Given passage.

────────────────────────────────────────

[Mesa-dev] [PATCH] Remove unneeded stall calls from batches on Baytrail.
Kenneth Graunke
kenneth at whitecape.org
Tue Jun 24 14:25:03 PDT 2014
On Wednesday, June 18, 2014 11:21:00 AM Gregory Hunt wrote:
> From: Greg Hunt <greg.hunt at mobica.com>
>
> These cause a small slowdown when we are sending a large number of small
batches to the GPU.
Hello!
Do you have any more specific data? For example, "improves performance by X%
in application Y" would be great. We don't need absolute FPS numbers, but
relative percentages are useful. I've heard 5% through the grapevine, but I
don't know what application/test that was in.

────────────────────────────────────────

Supplied information.
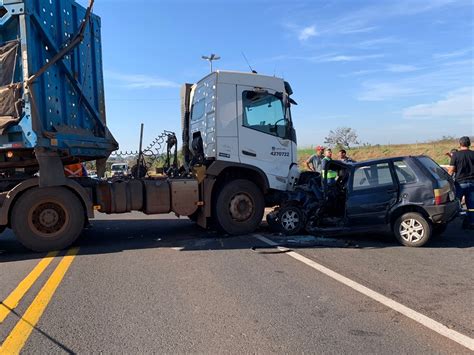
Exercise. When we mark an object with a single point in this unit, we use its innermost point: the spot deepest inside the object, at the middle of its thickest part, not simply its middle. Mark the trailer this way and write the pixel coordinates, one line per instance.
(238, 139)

────────────────────────────────────────

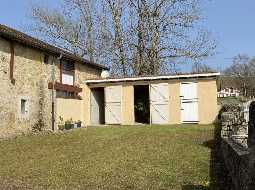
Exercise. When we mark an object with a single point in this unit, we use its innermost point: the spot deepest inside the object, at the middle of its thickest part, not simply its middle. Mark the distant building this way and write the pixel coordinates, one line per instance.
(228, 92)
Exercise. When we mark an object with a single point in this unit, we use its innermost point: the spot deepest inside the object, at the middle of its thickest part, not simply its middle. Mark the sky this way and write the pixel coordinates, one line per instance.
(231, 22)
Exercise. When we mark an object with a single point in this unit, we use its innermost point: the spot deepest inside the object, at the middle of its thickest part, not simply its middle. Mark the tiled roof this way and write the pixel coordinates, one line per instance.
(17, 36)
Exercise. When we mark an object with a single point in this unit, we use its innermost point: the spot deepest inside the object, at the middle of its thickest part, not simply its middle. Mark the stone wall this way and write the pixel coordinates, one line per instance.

────────────────────────────────────────

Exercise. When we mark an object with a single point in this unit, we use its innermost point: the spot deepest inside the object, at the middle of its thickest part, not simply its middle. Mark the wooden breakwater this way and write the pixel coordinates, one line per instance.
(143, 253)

────────────────────────────────────────

Copy out the complete mailing-list reply about removing stall calls on Baytrail above, word for word.

[Mesa-dev] [PATCH] Remove unneeded stall calls from batches on Baytrail.
Kenneth Graunke
kenneth at whitecape.org
Tue Jun 24 14:25:03 PDT 2014
On Wednesday, June 18, 2014 11:21:00 AM Gregory Hunt wrote:
> From: Greg Hunt <greg.hunt at mobica.com>
>
> These cause a small slowdown when we are sending a large number of small
batches to the GPU.
Hello!
Do you have any more specific data? For example, "improves performance by X%
in application Y" would be great. We don't need absolute FPS numbers, but
relative percentages are useful. I've heard 5% through the grapevine, but I
don't know what application/test that was in.